Sex and the College Student
TO THE EDITOR:
I was delighted to see in the public press the announcement that the Trustees have unanimously approved the removal of consideration of sex as a criterion for admission to Dartmouth College. The Trustees are to be applauded for this decision which will undoubtedly help to continue Dartmouth's position of leadership in higher education in this country.
Having maintained my contact with the Alumni Council for many years, I am aware of the pressures brought to bear on the Trustees and the administration against such a decision, but I am sure that the educational excellence of the College will be greatly enhanced. The Trustees have shown wisdom and foresight.
Henniker, N.H.
(Although some press reports have impliedotherwise, the Trustees indicated that theremoval of sex as a criterion for admission willbe a gradual process. Ed.)
TO THE EDITOR:
In a period when criticism is frequent and praise relatively rare, I'd like to congratulate the Board of Trustees on its historical decision with respect to the composition of the Dartmouth undergraduate body.

SHORT EXERCISE 1
Summarize the letters to the editor in two sentences.

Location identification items
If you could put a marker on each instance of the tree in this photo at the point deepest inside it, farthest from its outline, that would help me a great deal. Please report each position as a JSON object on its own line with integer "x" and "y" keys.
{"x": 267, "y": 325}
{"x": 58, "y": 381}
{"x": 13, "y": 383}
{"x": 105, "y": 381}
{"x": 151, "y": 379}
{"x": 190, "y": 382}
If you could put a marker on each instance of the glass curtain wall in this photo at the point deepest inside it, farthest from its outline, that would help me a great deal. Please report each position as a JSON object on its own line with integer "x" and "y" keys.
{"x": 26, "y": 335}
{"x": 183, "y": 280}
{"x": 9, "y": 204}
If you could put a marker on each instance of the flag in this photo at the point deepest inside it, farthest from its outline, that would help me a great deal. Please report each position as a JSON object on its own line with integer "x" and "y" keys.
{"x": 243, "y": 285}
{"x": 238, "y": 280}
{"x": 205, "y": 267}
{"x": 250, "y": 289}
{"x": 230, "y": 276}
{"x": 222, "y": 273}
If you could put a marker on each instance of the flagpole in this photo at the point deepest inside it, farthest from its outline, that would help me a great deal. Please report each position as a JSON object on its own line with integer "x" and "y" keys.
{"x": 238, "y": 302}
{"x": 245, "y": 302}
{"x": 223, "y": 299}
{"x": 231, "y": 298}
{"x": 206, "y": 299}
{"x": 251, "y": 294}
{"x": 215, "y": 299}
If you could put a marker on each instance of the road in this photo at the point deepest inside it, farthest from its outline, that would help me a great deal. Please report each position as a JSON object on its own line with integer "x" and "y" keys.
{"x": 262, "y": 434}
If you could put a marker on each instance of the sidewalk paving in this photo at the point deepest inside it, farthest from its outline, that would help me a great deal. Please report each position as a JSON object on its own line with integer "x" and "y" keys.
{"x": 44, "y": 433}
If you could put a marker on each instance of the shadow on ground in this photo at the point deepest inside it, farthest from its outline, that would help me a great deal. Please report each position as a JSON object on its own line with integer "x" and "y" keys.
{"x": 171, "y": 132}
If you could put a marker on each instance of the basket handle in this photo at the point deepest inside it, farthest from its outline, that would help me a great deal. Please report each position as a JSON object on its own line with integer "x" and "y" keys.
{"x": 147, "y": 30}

SHORT EXERCISE 2
Format the records as a numbered list, beginning with the line containing "of the sidewalk" and continuing through the end of the records, leaving out any blank lines.

TASK SOLUTION 1
One letter welcomes the Trustees' unanimous approval of removing sex as a criterion for admission to Dartmouth College, calling the decision wise and expecting it to enhance the College's educational excellence. Another letter congratulates the Board of Trustees on its historical decision concerning the composition of the Dartmouth undergraduate body.

TASK SOLUTION 2
1. If you could put a marker on each instance of the sidewalk paving in this photo at the point deepest inside it, farthest from its outline, that would help me a great deal. Please report each position as a JSON object on its own line with integer "x" and "y" keys.
2. {"x": 44, "y": 433}
3. If you could put a marker on each instance of the shadow on ground in this photo at the point deepest inside it, farthest from its outline, that would help me a great deal. Please report each position as a JSON object on its own line with integer "x" and "y" keys.
4. {"x": 171, "y": 132}
5. If you could put a marker on each instance of the basket handle in this photo at the point deepest inside it, farthest from its outline, that would help me a great deal. Please report each position as a JSON object on its own line with integer "x" and "y" keys.
6. {"x": 147, "y": 30}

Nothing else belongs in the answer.